Start of Passage for review
Robustness and diagnostics
Correlation between PRM process quality and TTS accuracy: fitted curve Y = 7.66 log(X) + 44.31, where X is ProcessBench score and Y is TTS performance (Figure 6).
Failure analyses exposing PRM error modes (Figures 13–18) substantiate why some searches derail.
Token‑length bias traced to PRM training data (Table 1) explains different compute consumption.
Do the experiments support the claims?
Yes for the conditional headline: with reward‑aware, compute‑optimal TTS, small models can beat larger CoT‑only models on MATH‑500, and a 7B model can beat o1 and DeepSeek‑R1 on AIME24 (Figure 1; Table 3).
The support is strongest when PRMs are well‑matched and budgets are tuned; it is weaker on AIME24 for plain small policies without distillation (Table 3, 6).

6. Limitations and Trade-offs¶

Dependence on PRM quality and match
PRMs generalize poorly across policy families or tasks; off‑policy PRMs can push search into local optima (Figures 4–5; §4.2). Reward‑aware optimality addresses this conceptually but does not remove the underlying brittleness.
Sensitivity to hyperparameters and voting
Best scoring/voting combos differ by PRM (Table 2). This increases tuning burden and may complicate deployment.
Compute budgets vs fairness
Comparisons pit “small+TTS” vs “large+CoT”; both are realistic usage modes but not identical compute regimes. The FLOPS analysis (Table 4) argues in favor of small+TTS on total compute, yet wall‑clock latency and memory haven’t been exhaustively profiled.
Task scope
Evaluation is limited to mathematical reasoning; coding, science, and multi‑modal tasks remain open (Limitations, §7 Discussion).
Failure modes in PRMs
Over‑criticism and error neglect (Figures 13–15) can invalidate search even when the policy proposes a correct path. These indicate data/labeling issues and limit reliability.
Diminishing returns with strong policies
As base models get better, TTS gains shrink (Table 5), so the cost‑benefit must be reconsidered for very strong LLMs.

7. Implications and Future Directions¶

How this changes the landscape
Moves the field from “TTS is good in general” to “TTS must be reward‑aware and tailored to the policy, the PRM, and problem difficulty.” It demonstrates that careful inference strategy selection can flip performance orderings across 100× parameter gaps (Figure 1; Table 3).
Establishes empirical rules: use search for small policies (with strong PRMs), favor BoN for large policies, and adapt the method by difficulty (Figures 7–9).
End of Passage for review
Start of Dataset content
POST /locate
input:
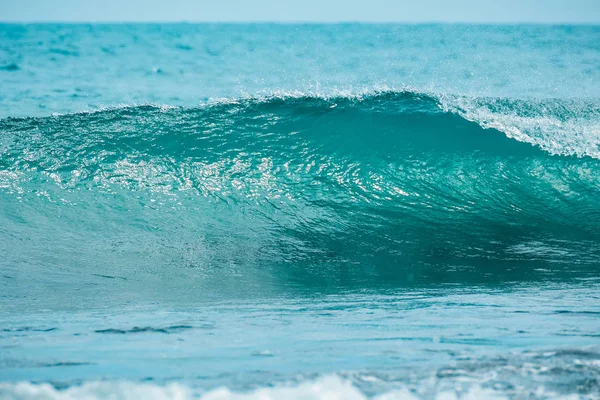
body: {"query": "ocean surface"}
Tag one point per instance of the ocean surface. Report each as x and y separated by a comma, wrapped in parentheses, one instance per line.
(264, 211)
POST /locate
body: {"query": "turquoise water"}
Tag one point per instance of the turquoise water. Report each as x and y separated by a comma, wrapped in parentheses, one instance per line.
(299, 211)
End of Dataset content
▶ [What you need to do]:
1 - Translate this sentence from the text on test-time scaling into Spanish: "This increases tuning burden and may complicate deployment."
2 - Pick up the text on test-time scaling after its final sentence and keep writing.
These records have nothing to do with the text.

▶ [Response list]:
1 - Esto aumenta la carga de ajuste y puede complicar el despliegue.

2 -
Follow‑up research enabled
PRM research:
- Training data curation to reduce over‑criticism/error‑neglect and length biases (Figures 13–18; Table 1).
- Weak‑to‑strong supervision: the paper shows a 7B PRM effectively supervises a 72B policy (§7 Conclusion), motivating scalable verifiers rather than ever‑larger PRMs.
- More robust scoring/voting designs that are less sensitive across policy families (Table 2).
TTS algorithms:
- Adaptive budget allocation “mid‑generation” based on self‑predicted uncertainty (related to §6 Related Work; could be combined with reward‑aware search).
- Difficulty predictors to route problems to BoN vs beam vs DVTS automatically, following the empirical mapping in Figures 8–9.
Beyond math:
- Apply the reward‑aware framework to coding (unit tests as rewards), scientific question answering (symbolic checkers), or multimodal reasoning (vision value models; see §6 Related Work).
Practical applications
Cost‑effective deployment: small on‑device or edge models augmented with PRM‑guided TTS for high‑accuracy math tutoring, homework checking, or exam prep.
Cloud inference optimization: dynamically choose BoN vs search based on prompt difficulty and model size to minimize latency/compute for a target accuracy.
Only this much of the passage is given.